* begin Provided data *
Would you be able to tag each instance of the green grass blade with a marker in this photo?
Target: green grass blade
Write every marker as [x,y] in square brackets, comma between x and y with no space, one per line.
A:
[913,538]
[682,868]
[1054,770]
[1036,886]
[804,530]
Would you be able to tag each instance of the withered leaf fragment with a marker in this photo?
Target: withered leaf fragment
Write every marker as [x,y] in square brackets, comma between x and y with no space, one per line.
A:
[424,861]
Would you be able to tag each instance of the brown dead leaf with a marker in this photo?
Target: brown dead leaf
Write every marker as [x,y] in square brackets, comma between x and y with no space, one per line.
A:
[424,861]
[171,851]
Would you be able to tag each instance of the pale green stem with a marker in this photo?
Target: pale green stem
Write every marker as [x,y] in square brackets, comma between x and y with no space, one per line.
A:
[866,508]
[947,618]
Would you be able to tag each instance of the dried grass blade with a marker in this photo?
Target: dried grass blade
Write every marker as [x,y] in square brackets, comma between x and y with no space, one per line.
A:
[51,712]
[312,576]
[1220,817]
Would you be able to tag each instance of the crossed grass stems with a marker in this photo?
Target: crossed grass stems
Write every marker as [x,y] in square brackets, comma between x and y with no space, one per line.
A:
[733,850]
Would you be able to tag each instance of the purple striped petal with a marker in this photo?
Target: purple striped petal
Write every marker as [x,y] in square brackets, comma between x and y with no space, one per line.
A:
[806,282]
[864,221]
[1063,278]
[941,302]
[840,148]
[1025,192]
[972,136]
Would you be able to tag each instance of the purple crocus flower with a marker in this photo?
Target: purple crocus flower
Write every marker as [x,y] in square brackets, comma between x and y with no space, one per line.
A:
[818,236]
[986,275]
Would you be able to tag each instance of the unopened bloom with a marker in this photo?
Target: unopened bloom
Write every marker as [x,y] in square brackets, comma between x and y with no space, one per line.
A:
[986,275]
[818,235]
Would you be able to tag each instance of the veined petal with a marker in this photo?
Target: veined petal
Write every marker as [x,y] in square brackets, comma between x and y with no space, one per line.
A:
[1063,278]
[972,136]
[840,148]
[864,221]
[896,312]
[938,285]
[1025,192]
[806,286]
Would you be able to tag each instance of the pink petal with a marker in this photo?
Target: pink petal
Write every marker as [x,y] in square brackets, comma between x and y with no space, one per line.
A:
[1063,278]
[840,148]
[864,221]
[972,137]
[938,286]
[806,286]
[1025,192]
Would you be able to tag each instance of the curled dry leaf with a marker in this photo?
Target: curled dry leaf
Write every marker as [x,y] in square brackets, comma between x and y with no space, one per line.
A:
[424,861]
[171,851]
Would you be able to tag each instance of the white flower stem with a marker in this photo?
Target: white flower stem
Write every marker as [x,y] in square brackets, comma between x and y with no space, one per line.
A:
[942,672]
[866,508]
* end Provided data *
Print all of the entries again, exactly as written.

→ Correct response
Would you be able to tag each instance of the green grass blade with a marker in this photo?
Target: green grass blade
Write every marker as [x,y] in square brackets, comma between x and y with no space, one per line.
A:
[913,538]
[682,868]
[1054,770]
[1036,886]
[804,530]
Would you be able to tag each instance of the withered leaf fragment with a marker in this photo?
Target: withered leaf fragment
Write every marker as [x,y] in square brackets, comma between x and y with no space, one per line.
A:
[424,861]
Would you be able to tag each instance of the brown dead leaf with a marker in this photo?
Target: brown dead leaf
Write every marker as [x,y] in square brackets, comma between x and y with no space, one per line.
A:
[424,861]
[171,851]
Would you be able to tag each instance of the pale green stem with a marker in this photo?
Target: pale green stem
Write every marker as [x,y] in square brackets, comma between x and y with no space, one per line.
A:
[866,508]
[947,618]
Would you be able to tag each instance of the dried grass blade with a marker in this photo?
Target: dried grass blade
Write every marker as [x,y] in square brackets, comma between x and y with no space, one per line.
A:
[51,712]
[312,576]
[1220,817]
Would you be able to tag each instance of the crossed grass stems with a marker in this photo?
Target: crossed grass stems
Write every marker as [x,y] in square brackets, comma between x and y with no space, one per line.
A:
[733,850]
Would you be able to tag each instance of the purple striped petal with a marker in this photo?
Target: purple striped petal
Write every marker as [x,y] in square brackets, comma between x and y with no space, one per line.
A:
[806,282]
[864,221]
[1063,278]
[941,302]
[840,148]
[1025,192]
[972,136]
Would you be able to tag each instance of the purple crocus flower with a marker in this photo?
Target: purple crocus flower
Write every marker as [x,y] in square brackets, comma between x and y with no space, one per line.
A:
[818,236]
[986,275]
Would you be able to tag each instance of the unopened bloom with a marker in this photo?
Target: unopened bloom
Write every marker as [x,y] in square brackets, comma between x and y with no space, one per line.
A:
[986,275]
[818,235]
Would you be able to tag each instance of the veined petal with a marker in this photo?
Target: veined petal
Write every marker as [x,y] in square brackets, comma between x and y with no space, one per line.
A:
[1063,278]
[972,136]
[840,148]
[864,221]
[896,312]
[938,285]
[1025,192]
[806,286]
Would you be able to tag each instance of the pink petal with a marker in this photo?
Target: pink petal
Write every marker as [x,y] in square brackets, comma between x and y with no space, one per line.
A:
[1063,278]
[840,148]
[864,221]
[972,137]
[938,286]
[806,286]
[1025,192]
Would you be able to tag each instance of the curled dry leaf with a marker in this photo?
Target: curled dry leaf
Write every marker as [x,y] in square brackets, comma between x and y with no space, one per line.
A:
[424,861]
[171,851]
Would you be able to tag each instance of the white flower stem with a marker in this photo?
Target: white flower stem
Write every marker as [x,y] in square brackets, comma between x and y with no space, one per line.
A:
[942,672]
[866,508]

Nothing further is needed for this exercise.